• **TEXTO DE LECTURA**:
###
Una de las cuestiones que menos me agradan de las culturas humanas es la necesidad manifiesta de multitud de personas de sumergirse en el seno de la manada. Intuyo que esta tendencia la portamos grabada en nuestros genes, somos mamíferos y me temo que esta costumbre ancestral la portaremos hasta el final de la historia, ni la tecnología, ni el desarrollo, ni tan siquiera la filosofía, ni ninguna otra manifestación cultural ha logrado romper con esta “educación” ancestral.
No me voy a referir a la política, a pesar de que cada día nos da nuevas pruebas de esta sinrazón que embrutece al rebaño, de ese sentido de pertenencia que esculpe nuestra identidad y nos ayuda a ocultar nuestras verdaderas debilidades, simplemente voy a referirme a mi ciudad un día de agosto en el que miles de personas se inclinan por ir a la playa a pesar de que la marea alta les obliga con una incomodidad manifiesta, abigarrados, sin espacio que proteja su espacio íntimo a acudir a donde acuden “todos”. Lo mismo ocurre con las calles, con los bares o multitud de espacios.
Quizá por ese poco agrado que siento por las masificaciones, es por lo que cuando paseo, con ese nuevo apéndice que cuelga de mis hombros: mi cámara fotográfica, voy buscando a personas solitarias, gentes donde se reflejen esos otros valores; contemplación, lectura, meditación, reflexión… que sólo se pueden gozar en soledad.
###
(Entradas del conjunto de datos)
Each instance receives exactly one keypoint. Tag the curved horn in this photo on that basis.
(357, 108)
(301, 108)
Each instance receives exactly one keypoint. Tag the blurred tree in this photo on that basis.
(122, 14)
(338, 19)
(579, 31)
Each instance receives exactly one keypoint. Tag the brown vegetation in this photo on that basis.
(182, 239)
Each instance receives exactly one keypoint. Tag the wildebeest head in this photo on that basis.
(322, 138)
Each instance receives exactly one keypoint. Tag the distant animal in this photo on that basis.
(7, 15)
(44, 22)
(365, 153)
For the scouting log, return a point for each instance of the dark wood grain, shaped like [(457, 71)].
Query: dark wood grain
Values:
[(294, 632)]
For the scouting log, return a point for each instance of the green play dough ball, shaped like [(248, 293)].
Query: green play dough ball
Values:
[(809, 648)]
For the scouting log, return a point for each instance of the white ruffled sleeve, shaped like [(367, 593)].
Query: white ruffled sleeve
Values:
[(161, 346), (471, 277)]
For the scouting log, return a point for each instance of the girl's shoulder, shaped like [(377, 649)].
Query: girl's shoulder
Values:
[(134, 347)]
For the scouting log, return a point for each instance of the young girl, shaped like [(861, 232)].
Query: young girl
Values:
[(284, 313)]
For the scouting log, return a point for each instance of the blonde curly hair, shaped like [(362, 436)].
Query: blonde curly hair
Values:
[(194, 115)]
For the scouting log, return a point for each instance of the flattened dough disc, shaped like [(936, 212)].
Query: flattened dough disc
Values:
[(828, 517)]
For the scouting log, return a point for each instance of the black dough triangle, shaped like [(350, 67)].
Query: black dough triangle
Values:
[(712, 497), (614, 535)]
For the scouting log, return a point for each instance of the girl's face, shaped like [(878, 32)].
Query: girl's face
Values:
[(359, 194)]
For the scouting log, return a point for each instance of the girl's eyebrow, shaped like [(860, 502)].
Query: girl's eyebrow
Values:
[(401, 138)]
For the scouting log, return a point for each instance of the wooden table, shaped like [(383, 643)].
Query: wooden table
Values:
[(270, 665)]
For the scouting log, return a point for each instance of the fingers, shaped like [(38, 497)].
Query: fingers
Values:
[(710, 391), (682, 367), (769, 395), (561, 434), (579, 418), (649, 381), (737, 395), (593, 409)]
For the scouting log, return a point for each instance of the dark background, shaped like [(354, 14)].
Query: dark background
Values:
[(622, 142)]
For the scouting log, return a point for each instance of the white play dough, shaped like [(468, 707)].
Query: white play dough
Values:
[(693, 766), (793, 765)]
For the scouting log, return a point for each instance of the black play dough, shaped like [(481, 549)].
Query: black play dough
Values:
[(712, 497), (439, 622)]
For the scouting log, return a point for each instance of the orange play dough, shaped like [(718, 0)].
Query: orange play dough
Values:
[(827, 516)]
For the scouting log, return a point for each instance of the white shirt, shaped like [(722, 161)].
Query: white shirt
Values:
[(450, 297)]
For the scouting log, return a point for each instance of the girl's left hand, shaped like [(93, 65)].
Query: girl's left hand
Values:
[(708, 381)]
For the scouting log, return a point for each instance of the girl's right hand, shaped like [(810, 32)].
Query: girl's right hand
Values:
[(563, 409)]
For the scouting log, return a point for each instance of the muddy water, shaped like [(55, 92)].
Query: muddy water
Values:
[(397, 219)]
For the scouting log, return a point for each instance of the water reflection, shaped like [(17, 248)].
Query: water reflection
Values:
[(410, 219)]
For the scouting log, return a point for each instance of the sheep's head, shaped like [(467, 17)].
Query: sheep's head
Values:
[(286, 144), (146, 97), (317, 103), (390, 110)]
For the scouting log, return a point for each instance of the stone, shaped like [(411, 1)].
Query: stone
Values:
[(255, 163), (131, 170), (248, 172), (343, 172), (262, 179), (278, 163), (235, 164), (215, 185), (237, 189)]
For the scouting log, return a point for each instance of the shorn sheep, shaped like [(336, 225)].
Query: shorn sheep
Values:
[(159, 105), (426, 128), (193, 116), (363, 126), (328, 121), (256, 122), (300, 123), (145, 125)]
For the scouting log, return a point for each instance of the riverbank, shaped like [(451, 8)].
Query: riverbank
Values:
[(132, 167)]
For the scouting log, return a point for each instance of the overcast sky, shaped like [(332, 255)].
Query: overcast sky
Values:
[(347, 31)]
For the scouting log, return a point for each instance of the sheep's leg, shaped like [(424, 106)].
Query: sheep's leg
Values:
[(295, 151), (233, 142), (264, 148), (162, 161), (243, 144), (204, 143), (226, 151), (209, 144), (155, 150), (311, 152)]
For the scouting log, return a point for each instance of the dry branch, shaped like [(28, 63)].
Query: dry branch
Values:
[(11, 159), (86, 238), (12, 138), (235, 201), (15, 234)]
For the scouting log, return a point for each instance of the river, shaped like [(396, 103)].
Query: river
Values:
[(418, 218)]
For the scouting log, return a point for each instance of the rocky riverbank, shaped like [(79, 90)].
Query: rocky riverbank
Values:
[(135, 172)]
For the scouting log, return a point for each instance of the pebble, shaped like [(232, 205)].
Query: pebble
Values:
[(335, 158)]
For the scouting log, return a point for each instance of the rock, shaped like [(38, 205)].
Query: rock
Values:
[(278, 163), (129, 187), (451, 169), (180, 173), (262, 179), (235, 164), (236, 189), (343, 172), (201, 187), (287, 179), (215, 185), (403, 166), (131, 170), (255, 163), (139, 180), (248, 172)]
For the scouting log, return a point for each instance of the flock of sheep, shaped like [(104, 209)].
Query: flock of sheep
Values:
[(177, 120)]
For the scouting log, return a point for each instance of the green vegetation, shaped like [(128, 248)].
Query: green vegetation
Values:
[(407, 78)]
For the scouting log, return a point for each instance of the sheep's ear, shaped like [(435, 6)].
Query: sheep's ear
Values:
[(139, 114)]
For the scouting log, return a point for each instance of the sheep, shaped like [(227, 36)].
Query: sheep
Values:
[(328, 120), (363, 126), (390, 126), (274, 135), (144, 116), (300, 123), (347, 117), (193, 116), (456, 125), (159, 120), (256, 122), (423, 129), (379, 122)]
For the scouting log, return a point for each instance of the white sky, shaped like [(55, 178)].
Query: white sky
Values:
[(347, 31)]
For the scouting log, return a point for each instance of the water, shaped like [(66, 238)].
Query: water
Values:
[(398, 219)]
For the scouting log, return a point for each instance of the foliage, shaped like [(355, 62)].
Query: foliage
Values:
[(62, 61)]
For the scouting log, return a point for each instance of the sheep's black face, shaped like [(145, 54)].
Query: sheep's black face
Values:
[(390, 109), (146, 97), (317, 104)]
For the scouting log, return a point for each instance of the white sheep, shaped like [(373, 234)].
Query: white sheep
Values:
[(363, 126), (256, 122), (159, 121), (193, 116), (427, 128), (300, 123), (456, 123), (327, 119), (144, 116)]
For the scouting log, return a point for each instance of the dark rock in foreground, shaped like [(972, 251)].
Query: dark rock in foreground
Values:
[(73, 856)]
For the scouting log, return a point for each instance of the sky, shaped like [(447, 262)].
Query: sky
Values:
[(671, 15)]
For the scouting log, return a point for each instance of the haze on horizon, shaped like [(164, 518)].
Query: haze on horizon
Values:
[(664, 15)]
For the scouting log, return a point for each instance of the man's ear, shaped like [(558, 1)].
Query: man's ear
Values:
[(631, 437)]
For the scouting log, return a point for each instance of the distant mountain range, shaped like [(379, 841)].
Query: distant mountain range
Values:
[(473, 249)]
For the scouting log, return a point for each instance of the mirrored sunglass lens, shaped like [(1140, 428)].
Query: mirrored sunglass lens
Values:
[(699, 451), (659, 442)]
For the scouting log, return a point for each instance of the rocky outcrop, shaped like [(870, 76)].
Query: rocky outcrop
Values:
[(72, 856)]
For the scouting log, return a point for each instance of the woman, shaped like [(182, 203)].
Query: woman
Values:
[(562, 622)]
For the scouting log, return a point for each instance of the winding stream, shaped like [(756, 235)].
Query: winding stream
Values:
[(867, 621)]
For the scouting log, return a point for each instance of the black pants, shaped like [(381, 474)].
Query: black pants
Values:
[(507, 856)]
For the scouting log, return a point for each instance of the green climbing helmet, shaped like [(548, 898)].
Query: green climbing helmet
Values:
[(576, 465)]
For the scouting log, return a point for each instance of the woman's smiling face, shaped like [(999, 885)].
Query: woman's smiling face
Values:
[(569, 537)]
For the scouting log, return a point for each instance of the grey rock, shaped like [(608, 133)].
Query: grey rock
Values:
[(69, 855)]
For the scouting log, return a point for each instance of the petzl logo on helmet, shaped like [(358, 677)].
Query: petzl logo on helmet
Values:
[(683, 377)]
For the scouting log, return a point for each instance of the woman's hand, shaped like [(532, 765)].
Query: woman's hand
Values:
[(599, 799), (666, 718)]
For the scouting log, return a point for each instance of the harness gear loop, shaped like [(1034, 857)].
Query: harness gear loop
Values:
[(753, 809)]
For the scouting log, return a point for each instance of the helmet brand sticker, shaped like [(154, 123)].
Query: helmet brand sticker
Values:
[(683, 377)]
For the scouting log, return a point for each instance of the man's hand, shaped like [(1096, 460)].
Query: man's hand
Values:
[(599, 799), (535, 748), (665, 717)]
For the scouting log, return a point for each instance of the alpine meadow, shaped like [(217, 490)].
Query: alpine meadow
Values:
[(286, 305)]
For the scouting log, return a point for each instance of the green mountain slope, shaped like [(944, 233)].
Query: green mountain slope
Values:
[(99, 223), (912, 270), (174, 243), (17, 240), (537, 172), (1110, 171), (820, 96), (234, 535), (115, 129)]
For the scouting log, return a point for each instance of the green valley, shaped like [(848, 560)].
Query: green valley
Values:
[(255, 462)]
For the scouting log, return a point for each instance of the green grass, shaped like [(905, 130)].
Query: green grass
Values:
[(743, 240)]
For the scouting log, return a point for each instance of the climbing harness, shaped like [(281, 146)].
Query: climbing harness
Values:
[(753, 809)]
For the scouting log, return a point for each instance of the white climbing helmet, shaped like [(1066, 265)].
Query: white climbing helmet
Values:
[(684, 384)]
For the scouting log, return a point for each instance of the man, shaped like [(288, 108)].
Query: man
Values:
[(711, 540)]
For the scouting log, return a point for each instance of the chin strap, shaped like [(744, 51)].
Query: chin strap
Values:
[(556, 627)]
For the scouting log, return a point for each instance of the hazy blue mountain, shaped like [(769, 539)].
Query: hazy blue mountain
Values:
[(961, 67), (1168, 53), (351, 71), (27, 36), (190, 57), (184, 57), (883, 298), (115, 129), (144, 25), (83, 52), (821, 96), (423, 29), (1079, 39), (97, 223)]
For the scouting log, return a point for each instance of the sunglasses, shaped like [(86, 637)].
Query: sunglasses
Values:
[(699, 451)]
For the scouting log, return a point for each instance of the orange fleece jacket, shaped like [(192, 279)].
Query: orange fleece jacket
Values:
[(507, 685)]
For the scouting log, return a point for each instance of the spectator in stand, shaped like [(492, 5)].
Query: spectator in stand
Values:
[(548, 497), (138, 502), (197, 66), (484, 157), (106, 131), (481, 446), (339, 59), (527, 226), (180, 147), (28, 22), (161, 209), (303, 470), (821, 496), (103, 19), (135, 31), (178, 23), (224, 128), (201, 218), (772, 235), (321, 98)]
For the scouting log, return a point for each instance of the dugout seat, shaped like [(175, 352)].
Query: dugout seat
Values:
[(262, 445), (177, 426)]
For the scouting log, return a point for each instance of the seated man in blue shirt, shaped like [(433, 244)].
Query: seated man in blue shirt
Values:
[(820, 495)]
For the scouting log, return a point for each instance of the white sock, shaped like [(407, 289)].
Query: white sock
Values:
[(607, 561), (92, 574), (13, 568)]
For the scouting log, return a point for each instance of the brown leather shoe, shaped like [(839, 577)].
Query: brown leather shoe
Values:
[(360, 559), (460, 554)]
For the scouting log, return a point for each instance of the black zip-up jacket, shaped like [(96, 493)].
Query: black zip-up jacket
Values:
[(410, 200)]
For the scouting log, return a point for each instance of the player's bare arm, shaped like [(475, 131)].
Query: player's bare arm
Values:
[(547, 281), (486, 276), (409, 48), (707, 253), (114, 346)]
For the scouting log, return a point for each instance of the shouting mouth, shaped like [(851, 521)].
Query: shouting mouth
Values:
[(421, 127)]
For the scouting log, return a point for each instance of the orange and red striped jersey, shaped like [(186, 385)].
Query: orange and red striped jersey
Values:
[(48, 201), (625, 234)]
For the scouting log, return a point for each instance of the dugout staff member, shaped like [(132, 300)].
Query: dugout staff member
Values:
###
• **EJERCICIOS PROPUESTOS**:
(a) Copia de nuevo el fragmento del texto sobre la soledad que comienza en "Quizá por ese" y acaba en "gozar en soledad.", pero cambia "mi cámara fotográfica" por "mi cuaderno de notas".
(b) Responde a estas preguntas sobre el texto sobre la soledad:
(i) ¿Qué somos, según el primer párrafo?
(ii) ¿En qué mes transcurre la escena de la playa y qué hace incómoda la estancia allí?
(iii) ¿Qué valores se enumeran como aquellos que solo se pueden gozar en soledad?
El listado no guarda ninguna relación con el texto sobre la soledad.

• **SOLUCIONES EN ORDEN**:
(a)
Quizá por ese poco agrado que siento por las masificaciones, es por lo que cuando paseo, con ese nuevo apéndice que cuelga de mis hombros: mi cuaderno de notas, voy buscando a personas solitarias, gentes donde se reflejen esos otros valores; contemplación, lectura, meditación, reflexión… que sólo se pueden gozar en soledad.

(b)
(i) Somos mamíferos.
(ii) Transcurre en agosto, y la estancia es incómoda por la marea alta.
(iii) La contemplación, la lectura, la meditación y la reflexión.